↓↓↓
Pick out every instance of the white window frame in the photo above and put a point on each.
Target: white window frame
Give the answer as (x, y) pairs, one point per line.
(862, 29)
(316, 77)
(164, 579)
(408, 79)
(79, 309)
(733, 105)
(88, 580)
↑↑↑
About this task =>
Write the records out once more, exactly as shown.

Answer =>
Pick out every instance of the white window frame in the photo above and put a point on each.
Target: white window frame
Give the answer as (x, y) pairs, one point per line.
(862, 29)
(316, 77)
(164, 579)
(408, 79)
(79, 309)
(733, 105)
(88, 580)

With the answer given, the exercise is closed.